## Problem statement
From the entries that follow, copy each line in which "blue" appears.

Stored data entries
□ □ □ □ □
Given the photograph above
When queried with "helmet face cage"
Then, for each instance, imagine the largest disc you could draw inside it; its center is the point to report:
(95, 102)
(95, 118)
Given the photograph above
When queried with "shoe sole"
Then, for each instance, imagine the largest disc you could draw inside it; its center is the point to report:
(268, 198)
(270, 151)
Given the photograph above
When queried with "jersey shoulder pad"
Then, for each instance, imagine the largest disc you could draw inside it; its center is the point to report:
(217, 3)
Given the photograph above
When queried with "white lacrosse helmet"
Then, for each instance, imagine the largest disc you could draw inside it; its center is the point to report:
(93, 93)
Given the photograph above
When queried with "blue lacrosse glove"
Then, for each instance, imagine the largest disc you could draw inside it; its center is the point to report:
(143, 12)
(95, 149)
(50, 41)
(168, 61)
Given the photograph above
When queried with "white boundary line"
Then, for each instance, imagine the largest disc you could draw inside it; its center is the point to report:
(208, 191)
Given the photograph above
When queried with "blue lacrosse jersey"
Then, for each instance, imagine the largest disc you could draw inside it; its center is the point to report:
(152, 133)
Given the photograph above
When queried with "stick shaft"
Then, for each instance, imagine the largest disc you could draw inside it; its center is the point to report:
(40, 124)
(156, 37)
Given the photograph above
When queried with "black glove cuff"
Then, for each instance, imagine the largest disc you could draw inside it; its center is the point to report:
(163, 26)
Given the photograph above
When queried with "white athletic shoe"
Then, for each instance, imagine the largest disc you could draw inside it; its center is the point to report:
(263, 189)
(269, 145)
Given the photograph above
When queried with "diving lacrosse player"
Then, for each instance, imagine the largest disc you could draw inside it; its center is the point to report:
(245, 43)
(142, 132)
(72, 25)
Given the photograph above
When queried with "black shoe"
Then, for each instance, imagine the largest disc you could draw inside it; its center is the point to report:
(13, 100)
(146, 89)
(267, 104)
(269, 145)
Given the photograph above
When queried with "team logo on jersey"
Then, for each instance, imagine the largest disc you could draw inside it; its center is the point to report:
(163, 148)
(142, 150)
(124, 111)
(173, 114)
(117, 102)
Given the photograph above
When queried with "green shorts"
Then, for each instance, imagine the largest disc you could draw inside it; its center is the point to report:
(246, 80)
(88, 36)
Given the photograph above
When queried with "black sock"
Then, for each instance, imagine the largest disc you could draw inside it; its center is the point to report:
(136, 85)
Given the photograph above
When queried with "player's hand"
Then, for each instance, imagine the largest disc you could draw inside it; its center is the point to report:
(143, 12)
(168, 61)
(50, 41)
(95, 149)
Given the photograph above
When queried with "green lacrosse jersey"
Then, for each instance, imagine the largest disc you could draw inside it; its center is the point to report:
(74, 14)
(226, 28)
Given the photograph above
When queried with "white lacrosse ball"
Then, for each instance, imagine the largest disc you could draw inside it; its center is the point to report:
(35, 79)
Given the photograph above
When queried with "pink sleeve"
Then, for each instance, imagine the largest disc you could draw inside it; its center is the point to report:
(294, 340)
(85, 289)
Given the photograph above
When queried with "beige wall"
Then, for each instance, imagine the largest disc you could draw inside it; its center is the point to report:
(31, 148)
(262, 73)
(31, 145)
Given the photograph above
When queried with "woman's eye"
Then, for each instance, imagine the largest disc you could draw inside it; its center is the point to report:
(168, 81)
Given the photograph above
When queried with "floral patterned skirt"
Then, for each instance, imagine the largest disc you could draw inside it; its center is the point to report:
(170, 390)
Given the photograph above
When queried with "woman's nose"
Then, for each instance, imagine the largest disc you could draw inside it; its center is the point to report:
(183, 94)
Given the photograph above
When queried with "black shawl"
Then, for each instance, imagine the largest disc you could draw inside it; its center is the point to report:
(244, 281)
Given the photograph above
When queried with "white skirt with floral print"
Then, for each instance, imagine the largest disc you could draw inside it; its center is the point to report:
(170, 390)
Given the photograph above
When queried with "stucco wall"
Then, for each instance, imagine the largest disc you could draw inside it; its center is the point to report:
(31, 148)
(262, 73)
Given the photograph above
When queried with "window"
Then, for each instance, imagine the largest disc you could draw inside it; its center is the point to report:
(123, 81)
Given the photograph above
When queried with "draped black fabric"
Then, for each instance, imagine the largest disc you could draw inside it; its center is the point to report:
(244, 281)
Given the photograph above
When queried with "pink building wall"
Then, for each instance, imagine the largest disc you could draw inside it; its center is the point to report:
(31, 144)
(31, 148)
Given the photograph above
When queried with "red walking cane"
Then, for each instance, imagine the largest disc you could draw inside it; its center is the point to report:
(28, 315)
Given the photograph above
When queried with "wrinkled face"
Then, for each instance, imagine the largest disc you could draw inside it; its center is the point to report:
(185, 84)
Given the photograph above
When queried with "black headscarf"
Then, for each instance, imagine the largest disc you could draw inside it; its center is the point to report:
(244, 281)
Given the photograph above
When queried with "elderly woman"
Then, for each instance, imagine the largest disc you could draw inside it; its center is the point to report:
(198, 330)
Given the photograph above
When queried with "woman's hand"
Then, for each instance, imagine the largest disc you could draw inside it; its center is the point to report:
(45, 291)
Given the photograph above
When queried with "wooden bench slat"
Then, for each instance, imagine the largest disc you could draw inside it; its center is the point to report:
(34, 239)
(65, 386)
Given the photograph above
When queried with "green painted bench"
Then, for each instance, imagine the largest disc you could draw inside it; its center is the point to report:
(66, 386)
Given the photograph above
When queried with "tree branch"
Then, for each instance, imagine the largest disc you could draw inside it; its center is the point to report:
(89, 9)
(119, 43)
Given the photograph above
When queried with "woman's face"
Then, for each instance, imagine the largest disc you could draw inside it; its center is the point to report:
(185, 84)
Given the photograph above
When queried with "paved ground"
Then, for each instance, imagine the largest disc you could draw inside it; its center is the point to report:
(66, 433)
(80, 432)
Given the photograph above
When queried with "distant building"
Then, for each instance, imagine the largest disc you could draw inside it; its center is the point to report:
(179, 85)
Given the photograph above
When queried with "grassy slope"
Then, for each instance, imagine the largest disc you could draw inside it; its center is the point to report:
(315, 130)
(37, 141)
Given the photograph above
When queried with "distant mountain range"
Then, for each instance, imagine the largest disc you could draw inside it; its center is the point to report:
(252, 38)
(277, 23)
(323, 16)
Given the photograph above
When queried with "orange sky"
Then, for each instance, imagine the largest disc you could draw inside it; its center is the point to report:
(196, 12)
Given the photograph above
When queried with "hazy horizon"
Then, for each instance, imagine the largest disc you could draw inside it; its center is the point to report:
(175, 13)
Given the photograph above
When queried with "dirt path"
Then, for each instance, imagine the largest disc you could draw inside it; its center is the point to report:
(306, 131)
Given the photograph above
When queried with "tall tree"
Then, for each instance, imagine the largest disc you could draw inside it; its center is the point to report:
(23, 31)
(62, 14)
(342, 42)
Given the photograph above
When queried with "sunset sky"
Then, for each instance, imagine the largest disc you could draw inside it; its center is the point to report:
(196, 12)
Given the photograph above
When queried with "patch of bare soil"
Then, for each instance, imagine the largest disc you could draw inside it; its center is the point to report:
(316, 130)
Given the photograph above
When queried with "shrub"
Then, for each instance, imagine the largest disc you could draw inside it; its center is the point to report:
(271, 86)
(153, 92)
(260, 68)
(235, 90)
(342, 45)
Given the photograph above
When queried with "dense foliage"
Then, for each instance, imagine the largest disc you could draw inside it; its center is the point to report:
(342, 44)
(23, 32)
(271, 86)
□ □ □ □ □
## Solution to this task
When queried with "blue lacrosse glove"
When queried with "blue lacrosse jersey"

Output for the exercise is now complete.